Texto fornecido:

VII Discurso para fora
         Passa por aí o discurso para fora ensaiado pela companhia desde os primeiros anos (missão pacificadora e civilizadora) e que cria um enorme ruído, olhado de forma desconfiada por outros agentes do colonialismo português[63] e criticado pelo sociólogo brasileiro Gilberto Freyre que visita  a companhia em 1951 e no seu livro Aventura e Rotina, diz sobre a Diamang:
“Tem-se aqui na verdade, um conforto profilático e quase clínico... Vida de indivíduos que para, não de deixarem contaminar por ambientes tropicais, vivessem como doentes ricos em hospitais e casas de saúde. Vida artificial. É o que mais sinto ao chegar ao Dundo, sob a iluminação festiva e ao mesmo tempo, clínica e policial, com que a sede da Companhia de Diamantes nos recebe.
       Policial porque o Dundo vive ─ e precisa viver ─ em estado permanente de defesa, não só contra  as doenças tropicais que possam fazer mal aos seus técnicos ou funcionários brancos, que vivem aqui com as suas famílias vida quase quimicamente pura, como contra possíveis ladrões de diamantes que pudessem aproveitar-se das sombras normais da noite, do escuro das noites tropicais, para investidas contra os cofres em que se guardam centenas e centenas de diamantes”[64].

Instrução A: Segundo o texto sobre a Diamang, em que ano o sociólogo Gilberto Freyre visitou a companhia?
Instrução B: Repita fielmente o trecho do texto sobre a Diamang que se abre com as palavras "VII Discurso para" e se fecha com "Diamantes nos recebe.".
Instrução C: Dê continuidade ao texto sobre a Diamang, começando logo depois da última frase apresentada.

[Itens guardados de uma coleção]
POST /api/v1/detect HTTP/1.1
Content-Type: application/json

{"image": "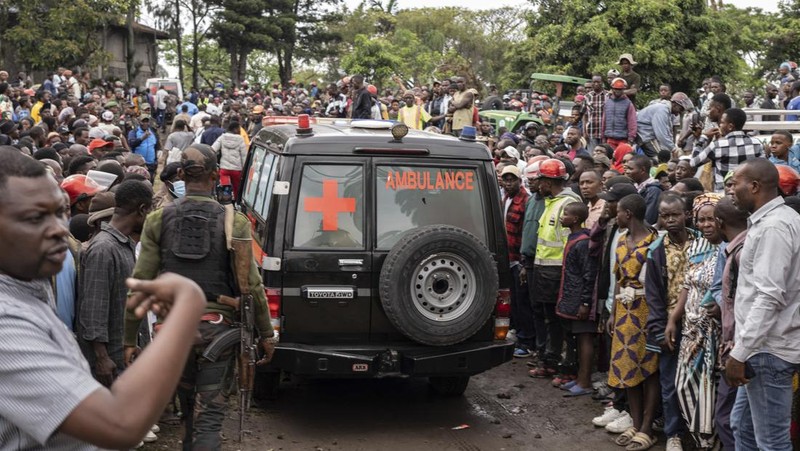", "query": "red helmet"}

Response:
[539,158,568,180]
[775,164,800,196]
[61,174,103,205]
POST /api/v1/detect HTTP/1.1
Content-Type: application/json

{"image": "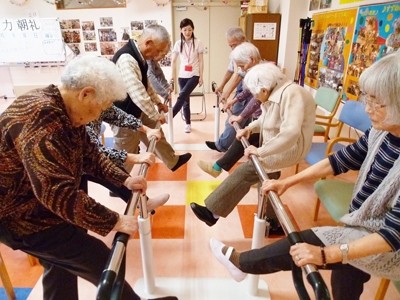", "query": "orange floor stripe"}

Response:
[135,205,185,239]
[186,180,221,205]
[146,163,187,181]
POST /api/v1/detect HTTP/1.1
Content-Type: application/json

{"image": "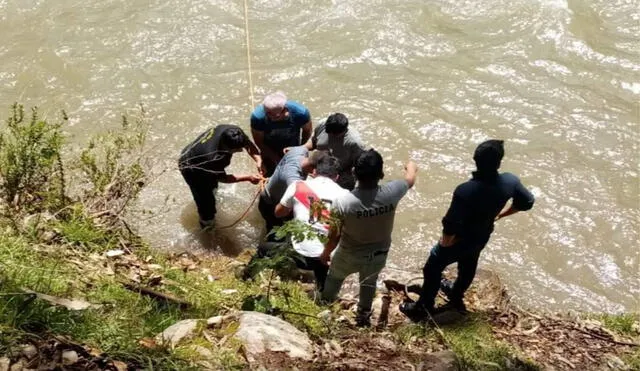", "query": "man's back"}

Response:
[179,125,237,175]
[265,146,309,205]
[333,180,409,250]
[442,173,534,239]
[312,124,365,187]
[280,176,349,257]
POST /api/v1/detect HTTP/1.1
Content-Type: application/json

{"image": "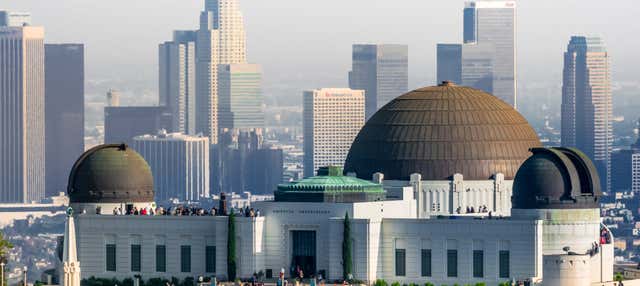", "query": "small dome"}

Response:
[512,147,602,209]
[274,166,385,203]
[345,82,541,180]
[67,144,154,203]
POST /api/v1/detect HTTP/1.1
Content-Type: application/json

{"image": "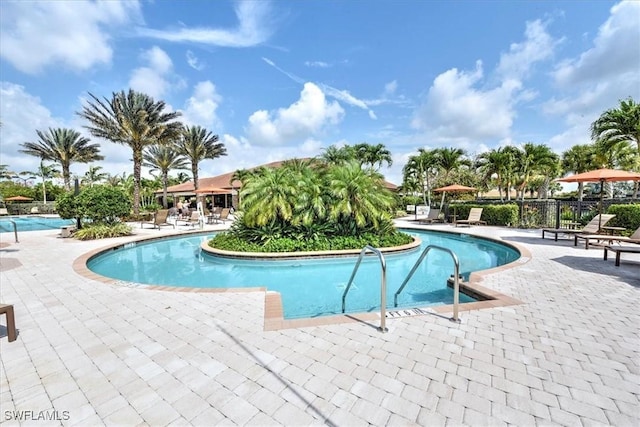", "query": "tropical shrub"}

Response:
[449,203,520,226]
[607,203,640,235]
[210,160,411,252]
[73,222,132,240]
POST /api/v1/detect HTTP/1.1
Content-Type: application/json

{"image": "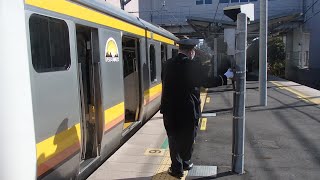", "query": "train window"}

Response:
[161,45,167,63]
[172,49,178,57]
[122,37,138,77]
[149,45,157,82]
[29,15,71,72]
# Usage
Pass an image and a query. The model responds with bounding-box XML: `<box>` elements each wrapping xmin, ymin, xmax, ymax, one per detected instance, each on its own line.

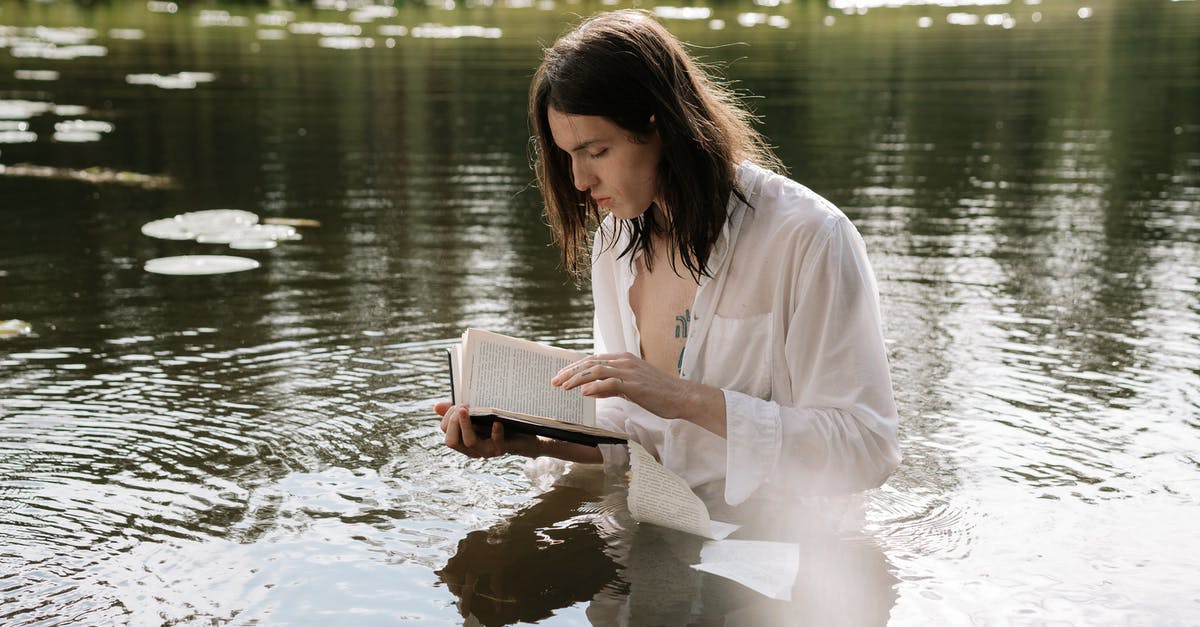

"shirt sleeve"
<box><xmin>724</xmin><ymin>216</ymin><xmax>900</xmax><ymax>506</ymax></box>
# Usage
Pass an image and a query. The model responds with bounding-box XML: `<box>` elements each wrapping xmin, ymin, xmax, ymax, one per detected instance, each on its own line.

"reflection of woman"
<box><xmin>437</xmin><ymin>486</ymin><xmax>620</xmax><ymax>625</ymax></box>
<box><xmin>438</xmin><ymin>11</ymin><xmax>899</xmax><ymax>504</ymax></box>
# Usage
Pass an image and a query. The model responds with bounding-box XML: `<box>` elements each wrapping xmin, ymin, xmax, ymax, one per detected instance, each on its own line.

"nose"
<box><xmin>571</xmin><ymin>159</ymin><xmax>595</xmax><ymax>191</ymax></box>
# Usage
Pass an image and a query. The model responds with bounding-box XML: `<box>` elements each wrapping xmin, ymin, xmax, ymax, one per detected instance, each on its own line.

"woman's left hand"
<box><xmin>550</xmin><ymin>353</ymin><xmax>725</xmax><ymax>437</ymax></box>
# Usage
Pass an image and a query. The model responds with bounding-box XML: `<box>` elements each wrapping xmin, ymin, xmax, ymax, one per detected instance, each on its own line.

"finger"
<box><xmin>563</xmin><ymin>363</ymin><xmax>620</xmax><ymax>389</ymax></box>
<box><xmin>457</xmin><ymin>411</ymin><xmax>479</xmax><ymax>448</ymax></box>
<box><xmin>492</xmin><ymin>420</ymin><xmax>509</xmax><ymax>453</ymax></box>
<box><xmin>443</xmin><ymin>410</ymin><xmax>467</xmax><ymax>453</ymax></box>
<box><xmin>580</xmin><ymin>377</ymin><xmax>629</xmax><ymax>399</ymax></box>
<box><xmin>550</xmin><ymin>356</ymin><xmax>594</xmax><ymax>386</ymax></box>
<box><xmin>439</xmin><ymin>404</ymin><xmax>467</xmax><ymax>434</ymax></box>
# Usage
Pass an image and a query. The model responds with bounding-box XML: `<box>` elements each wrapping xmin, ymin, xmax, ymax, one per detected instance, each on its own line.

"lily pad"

--

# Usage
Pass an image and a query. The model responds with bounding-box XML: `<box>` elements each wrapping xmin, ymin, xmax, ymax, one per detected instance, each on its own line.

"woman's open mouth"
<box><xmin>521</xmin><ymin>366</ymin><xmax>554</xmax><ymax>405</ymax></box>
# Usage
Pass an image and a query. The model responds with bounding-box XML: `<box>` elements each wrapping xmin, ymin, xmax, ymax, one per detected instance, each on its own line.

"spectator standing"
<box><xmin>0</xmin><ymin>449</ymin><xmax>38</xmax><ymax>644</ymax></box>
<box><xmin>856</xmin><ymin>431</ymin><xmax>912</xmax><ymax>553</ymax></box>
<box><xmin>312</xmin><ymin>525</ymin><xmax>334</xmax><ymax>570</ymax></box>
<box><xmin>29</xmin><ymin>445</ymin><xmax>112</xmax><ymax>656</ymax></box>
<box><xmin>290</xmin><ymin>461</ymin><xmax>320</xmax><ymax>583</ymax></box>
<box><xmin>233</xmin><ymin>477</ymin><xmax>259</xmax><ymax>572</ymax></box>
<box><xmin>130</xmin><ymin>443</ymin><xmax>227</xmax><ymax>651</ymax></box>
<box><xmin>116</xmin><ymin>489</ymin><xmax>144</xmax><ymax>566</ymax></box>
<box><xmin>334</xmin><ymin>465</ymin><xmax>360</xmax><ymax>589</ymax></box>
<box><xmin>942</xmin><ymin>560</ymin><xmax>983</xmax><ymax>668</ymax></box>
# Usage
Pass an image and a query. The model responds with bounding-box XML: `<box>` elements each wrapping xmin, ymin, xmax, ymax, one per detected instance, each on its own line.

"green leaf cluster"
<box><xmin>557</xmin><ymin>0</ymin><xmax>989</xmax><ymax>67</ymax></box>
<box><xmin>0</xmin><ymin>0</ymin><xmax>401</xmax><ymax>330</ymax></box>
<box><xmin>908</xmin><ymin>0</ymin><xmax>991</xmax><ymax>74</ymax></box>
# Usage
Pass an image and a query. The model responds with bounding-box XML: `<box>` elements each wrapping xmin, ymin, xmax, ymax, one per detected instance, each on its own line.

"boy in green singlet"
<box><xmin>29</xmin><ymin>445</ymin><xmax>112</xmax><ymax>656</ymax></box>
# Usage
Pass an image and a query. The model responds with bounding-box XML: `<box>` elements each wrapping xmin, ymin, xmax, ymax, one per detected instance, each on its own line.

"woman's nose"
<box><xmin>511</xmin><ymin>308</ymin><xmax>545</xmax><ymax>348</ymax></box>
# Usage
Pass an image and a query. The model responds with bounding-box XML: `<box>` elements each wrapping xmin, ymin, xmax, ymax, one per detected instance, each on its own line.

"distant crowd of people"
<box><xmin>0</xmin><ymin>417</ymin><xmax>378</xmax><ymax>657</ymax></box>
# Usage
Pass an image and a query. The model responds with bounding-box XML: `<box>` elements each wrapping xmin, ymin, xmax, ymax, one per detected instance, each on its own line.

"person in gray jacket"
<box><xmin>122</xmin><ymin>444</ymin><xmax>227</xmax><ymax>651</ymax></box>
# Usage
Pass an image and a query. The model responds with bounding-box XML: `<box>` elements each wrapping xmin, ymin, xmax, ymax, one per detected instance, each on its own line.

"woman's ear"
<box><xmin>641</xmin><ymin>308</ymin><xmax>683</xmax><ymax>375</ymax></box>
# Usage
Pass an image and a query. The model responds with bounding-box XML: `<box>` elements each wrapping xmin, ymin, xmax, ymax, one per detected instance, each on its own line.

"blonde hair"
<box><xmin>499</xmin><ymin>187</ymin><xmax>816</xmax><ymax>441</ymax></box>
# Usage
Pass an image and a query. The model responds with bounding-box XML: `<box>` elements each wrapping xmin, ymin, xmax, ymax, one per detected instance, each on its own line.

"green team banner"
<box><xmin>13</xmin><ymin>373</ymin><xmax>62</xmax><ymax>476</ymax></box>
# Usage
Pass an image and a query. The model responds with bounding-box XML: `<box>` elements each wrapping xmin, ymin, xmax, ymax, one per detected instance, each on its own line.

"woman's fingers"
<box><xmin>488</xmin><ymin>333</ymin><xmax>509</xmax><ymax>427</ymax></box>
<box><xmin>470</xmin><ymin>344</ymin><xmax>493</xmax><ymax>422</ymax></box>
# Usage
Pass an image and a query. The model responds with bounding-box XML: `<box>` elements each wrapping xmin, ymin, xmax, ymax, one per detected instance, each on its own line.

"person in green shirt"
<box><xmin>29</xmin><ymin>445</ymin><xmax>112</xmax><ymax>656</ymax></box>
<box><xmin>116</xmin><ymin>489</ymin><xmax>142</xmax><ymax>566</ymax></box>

...

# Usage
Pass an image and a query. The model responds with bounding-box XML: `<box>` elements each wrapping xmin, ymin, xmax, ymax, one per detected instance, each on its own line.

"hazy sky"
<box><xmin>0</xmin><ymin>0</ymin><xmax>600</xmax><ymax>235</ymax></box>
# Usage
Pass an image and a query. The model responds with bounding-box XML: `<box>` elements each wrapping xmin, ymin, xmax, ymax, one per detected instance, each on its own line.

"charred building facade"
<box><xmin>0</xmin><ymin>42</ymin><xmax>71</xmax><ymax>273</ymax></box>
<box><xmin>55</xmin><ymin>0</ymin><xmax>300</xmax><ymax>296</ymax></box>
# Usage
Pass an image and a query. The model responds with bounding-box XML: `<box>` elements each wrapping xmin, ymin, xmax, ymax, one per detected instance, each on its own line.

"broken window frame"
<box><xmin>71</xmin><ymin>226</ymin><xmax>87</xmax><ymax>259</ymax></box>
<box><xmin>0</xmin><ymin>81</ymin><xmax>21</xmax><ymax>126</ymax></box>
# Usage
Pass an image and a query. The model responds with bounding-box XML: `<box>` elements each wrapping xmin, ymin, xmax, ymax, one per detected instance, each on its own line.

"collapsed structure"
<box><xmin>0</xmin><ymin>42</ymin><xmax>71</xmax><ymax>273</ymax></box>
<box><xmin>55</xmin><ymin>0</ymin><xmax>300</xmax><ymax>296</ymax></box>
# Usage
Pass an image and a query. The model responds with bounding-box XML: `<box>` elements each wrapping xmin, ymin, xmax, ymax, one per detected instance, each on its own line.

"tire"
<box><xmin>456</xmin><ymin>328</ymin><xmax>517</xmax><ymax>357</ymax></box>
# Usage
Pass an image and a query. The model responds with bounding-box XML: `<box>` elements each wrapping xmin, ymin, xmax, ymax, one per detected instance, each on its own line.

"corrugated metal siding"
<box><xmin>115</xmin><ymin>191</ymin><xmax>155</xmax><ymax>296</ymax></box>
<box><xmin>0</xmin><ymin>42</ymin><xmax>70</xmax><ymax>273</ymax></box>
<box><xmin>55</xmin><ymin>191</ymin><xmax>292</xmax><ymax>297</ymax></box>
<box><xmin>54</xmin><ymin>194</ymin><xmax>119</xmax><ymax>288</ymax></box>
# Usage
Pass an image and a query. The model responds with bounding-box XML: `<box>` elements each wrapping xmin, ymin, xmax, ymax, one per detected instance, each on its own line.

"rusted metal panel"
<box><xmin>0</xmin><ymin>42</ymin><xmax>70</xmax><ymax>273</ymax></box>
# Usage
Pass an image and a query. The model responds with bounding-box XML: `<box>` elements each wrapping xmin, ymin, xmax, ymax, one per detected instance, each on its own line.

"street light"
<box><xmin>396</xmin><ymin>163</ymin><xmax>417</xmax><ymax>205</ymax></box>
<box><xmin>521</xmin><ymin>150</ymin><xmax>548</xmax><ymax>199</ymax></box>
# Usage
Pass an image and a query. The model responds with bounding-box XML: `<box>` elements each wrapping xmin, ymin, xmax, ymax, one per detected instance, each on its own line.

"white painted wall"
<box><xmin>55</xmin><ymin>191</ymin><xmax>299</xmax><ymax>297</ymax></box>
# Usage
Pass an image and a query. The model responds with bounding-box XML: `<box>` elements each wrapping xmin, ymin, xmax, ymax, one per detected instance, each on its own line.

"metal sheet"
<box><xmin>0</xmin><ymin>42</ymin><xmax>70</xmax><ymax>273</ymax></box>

Resposta A: Em 1951.

Resposta B:
VII Discurso para fora
         Passa por aí o discurso para fora ensaiado pela companhia desde os primeiros anos (missão pacificadora e civilizadora) e que cria um enorme ruído, olhado de forma desconfiada por outros agentes do colonialismo português[63] e criticado pelo sociólogo brasileiro Gilberto Freyre que visita  a companhia em 1951 e no seu livro Aventura e Rotina, diz sobre a Diamang:
“Tem-se aqui na verdade, um conforto profilático e quase clínico... Vida de indivíduos que para, não de deixarem contaminar por ambientes tropicais, vivessem como doentes ricos em hospitais e casas de saúde. Vida artificial. É o que mais sinto ao chegar ao Dundo, sob a iluminação festiva e ao mesmo tempo, clínica e policial, com que a sede da Companhia de Diamantes nos recebe.

Resposta C:
 Esta publicação desencadeia entre outras uma crítica acerada do Comandante Ernesto Vilhena, Director da companhia de Diamantes de Angola, que desvaloriza a importância do livro de Gilberto Freyre “está longe do Monumental Trabalho de Casa Grande & Senzala[65]  e acusa o sociólogo brasileiro de não ter percebido os objectivos da Companhia. Aponta sobretudo para o facto de que:

“Freyre esquece, ou não chegou a perceber, que não se encontra numa simples vila ou lugar habitado de Angola, mas no centro de uma grande empresa industrial, amplíssima nos seus objectivos e na área em que presentemente actua (30.000Km; quase um terço de Portugal Continental) com uma população de 80000 almas, verdadeira «torre de comando» e centro vital de uma organização em que trabalham 332 europeus (acompanhados por 417 mulheres e crianças) e cerca de 17000 indígenas, reunidos e organizados com vista a um objectivo bem determinado, que é o de extrair diamantes, em condições de boa administração e de economia, que permitam retribuir o capital investido no empreendimento”[66] .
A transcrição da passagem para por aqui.